• The problem
Find the lines below that contain "handle" and tally them. Return only the total.
▬▬▬▬▬▬▬▬▬▬
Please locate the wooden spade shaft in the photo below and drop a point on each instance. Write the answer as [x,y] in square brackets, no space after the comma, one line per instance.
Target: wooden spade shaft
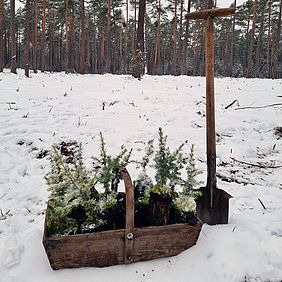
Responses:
[210,109]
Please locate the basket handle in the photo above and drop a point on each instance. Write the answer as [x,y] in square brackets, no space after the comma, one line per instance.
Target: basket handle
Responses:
[129,216]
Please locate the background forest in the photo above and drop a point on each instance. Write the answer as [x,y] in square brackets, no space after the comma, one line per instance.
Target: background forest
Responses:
[99,36]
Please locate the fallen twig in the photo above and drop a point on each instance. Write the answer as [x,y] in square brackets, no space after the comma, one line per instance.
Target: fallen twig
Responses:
[231,104]
[262,203]
[256,165]
[28,209]
[232,179]
[259,107]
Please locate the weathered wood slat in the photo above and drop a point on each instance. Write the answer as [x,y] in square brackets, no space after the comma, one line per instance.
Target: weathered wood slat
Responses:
[129,217]
[121,246]
[214,13]
[107,248]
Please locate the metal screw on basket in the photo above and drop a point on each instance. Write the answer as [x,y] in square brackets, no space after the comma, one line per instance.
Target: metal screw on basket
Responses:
[129,236]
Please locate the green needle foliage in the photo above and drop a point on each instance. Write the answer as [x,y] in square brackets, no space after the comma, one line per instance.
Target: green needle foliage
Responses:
[191,182]
[73,196]
[109,175]
[168,164]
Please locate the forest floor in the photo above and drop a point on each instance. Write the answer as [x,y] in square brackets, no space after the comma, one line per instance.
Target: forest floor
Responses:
[48,108]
▬▬▬▬▬▬▬▬▬▬
• Response box
2